Photo-based referring expression data:
══════════
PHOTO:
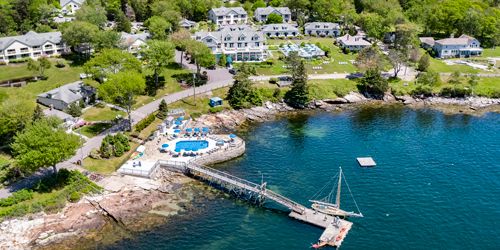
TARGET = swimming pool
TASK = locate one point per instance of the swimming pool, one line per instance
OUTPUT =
(191, 145)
══════════
## [Task goal]
Give the records back exactly. Leave the pictures out.

## [Answer for this exercise]
PHOTO:
TARGET = swimming pool
TASK = locate one point per instance of the swimming pool, one line per instance
OUTPUT =
(191, 145)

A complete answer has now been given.